> **Short problem**: Count the lines in the records below that contain the string "summit". Give only the number.

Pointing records
============

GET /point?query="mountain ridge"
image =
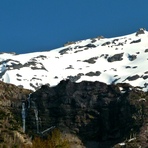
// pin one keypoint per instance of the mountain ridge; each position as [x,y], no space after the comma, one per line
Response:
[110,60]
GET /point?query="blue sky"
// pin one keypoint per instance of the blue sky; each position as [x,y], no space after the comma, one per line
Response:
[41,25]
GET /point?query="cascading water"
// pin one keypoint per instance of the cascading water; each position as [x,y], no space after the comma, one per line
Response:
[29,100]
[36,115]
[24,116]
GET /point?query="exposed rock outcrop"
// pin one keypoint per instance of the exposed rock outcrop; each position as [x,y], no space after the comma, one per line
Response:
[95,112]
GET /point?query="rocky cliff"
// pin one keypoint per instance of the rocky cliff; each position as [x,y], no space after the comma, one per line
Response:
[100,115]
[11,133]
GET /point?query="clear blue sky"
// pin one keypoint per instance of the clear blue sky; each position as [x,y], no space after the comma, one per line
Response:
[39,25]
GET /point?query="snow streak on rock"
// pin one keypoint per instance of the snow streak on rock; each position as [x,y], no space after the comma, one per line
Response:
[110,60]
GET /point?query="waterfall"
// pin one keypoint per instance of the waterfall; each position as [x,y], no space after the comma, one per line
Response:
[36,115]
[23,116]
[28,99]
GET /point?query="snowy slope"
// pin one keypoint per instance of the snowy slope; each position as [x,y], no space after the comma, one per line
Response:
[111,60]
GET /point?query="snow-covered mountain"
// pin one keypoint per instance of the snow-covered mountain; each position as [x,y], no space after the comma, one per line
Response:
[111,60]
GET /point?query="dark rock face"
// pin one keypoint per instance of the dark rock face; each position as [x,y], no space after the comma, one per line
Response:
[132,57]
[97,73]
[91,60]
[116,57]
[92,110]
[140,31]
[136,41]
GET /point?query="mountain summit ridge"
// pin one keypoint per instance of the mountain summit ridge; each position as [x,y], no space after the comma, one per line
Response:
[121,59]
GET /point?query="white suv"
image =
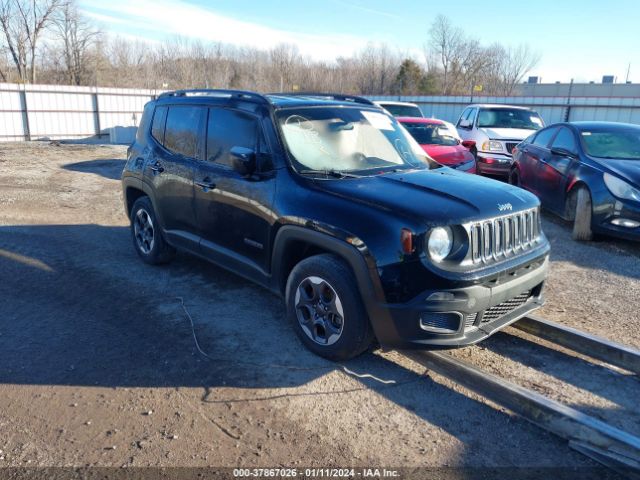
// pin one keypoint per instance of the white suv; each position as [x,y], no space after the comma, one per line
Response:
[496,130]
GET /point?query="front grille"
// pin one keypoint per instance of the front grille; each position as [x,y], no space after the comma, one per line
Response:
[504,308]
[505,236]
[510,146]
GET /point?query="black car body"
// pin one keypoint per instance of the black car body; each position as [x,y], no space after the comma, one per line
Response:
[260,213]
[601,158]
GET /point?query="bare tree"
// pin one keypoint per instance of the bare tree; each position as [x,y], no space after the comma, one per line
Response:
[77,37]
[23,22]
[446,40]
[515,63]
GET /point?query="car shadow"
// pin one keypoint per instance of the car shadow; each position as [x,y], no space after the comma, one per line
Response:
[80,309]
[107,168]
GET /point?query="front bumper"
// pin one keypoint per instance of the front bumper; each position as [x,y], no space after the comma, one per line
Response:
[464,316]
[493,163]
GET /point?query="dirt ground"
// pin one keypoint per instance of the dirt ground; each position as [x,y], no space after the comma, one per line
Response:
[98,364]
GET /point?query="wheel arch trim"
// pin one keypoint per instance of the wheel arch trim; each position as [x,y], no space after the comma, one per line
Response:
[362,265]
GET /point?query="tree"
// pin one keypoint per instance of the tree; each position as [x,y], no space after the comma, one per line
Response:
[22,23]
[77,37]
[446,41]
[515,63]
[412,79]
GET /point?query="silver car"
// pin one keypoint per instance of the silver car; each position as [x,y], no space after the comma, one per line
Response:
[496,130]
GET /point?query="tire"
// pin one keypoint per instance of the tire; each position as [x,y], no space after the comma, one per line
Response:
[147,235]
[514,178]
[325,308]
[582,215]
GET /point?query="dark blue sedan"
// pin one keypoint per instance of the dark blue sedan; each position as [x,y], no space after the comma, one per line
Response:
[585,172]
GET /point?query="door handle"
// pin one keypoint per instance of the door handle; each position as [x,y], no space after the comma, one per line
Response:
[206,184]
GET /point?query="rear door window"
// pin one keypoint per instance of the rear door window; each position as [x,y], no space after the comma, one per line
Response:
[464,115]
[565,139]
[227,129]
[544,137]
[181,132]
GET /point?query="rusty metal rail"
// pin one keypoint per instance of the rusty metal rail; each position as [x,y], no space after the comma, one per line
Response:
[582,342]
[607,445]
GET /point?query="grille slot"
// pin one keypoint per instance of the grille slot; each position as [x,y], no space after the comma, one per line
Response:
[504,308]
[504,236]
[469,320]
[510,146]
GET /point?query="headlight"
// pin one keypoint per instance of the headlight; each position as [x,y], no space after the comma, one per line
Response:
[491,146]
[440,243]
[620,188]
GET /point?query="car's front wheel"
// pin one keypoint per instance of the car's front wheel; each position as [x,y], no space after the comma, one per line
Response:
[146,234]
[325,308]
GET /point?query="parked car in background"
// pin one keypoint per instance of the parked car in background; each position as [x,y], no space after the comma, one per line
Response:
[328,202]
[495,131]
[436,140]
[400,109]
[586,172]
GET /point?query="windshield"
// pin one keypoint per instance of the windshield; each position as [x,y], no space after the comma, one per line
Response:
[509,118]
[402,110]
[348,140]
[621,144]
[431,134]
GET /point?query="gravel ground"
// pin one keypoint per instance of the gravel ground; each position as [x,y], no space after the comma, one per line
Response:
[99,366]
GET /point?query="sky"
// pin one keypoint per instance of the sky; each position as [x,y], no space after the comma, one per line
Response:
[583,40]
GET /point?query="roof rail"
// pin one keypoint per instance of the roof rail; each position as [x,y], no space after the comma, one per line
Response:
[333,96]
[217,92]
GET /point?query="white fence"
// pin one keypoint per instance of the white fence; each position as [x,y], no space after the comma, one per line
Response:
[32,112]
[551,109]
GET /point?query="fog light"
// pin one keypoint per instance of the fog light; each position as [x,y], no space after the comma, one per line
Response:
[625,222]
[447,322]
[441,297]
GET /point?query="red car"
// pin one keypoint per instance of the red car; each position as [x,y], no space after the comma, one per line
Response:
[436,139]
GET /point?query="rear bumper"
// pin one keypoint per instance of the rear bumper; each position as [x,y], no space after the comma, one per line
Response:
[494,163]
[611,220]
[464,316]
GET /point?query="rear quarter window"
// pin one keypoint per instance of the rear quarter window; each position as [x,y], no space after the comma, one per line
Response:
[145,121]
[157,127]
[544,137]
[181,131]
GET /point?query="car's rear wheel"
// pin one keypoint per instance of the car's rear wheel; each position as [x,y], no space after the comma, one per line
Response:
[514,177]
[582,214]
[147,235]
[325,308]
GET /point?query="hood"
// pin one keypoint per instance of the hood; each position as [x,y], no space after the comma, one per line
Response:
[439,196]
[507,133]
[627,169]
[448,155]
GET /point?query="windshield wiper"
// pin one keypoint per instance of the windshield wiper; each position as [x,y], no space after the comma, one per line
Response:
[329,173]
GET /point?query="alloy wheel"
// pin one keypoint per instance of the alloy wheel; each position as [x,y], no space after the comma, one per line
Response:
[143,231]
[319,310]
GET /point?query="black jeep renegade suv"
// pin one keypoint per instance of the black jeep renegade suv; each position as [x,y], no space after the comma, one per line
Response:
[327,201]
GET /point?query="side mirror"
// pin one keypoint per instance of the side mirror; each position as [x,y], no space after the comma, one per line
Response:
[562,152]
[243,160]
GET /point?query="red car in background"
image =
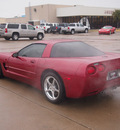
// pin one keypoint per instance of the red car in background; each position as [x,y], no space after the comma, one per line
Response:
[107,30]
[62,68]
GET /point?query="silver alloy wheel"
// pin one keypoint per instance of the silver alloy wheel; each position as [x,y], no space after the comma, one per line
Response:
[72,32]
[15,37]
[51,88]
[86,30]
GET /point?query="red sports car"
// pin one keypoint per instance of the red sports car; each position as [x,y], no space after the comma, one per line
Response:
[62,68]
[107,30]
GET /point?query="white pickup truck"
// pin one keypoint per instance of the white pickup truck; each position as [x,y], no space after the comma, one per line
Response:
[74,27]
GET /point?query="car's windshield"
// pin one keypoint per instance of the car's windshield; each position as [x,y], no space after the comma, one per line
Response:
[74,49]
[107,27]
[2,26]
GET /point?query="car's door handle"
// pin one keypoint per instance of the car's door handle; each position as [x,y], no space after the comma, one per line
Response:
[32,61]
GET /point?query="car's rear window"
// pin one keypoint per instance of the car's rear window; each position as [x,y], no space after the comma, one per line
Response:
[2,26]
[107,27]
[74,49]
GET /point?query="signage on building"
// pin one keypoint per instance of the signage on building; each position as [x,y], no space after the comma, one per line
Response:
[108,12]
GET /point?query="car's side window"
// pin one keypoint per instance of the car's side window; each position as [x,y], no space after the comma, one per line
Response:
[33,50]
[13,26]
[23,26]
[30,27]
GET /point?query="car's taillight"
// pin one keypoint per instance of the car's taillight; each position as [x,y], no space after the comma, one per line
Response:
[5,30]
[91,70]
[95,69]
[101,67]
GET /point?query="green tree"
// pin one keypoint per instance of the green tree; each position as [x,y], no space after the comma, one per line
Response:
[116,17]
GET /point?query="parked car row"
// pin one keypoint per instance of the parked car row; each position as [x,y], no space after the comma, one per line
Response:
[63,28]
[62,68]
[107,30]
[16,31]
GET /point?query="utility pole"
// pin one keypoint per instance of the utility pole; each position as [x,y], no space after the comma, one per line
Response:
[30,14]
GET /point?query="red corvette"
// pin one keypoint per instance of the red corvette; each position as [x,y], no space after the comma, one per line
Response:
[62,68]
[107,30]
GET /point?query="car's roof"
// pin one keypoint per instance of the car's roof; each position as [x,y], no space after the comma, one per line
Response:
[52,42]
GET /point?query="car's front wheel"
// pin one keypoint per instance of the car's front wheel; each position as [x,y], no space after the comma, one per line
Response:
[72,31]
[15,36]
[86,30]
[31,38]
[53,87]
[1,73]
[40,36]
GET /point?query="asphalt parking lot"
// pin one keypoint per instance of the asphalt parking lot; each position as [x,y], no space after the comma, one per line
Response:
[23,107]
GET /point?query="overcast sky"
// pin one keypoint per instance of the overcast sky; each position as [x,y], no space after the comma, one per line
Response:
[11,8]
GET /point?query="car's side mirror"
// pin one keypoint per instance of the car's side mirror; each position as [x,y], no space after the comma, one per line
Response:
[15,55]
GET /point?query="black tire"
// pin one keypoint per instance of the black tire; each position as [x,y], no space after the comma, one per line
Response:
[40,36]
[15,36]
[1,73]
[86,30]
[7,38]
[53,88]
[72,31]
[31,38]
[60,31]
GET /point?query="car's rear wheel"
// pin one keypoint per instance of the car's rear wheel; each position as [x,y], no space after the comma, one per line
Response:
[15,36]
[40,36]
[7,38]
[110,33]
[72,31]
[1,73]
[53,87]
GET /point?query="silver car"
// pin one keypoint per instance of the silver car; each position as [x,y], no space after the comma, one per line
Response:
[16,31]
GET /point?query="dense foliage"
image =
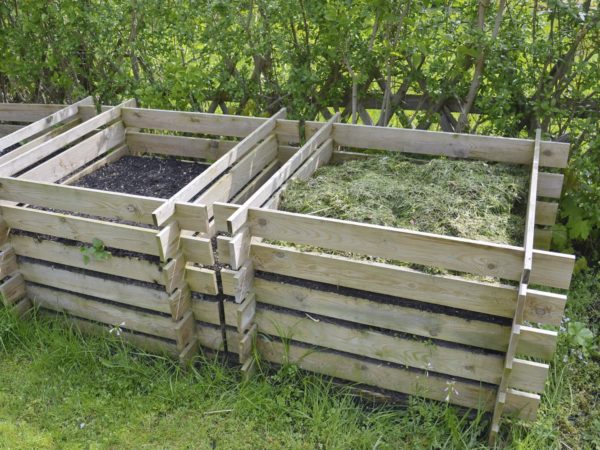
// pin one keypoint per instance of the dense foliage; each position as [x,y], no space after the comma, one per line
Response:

============

> **Complete output**: 2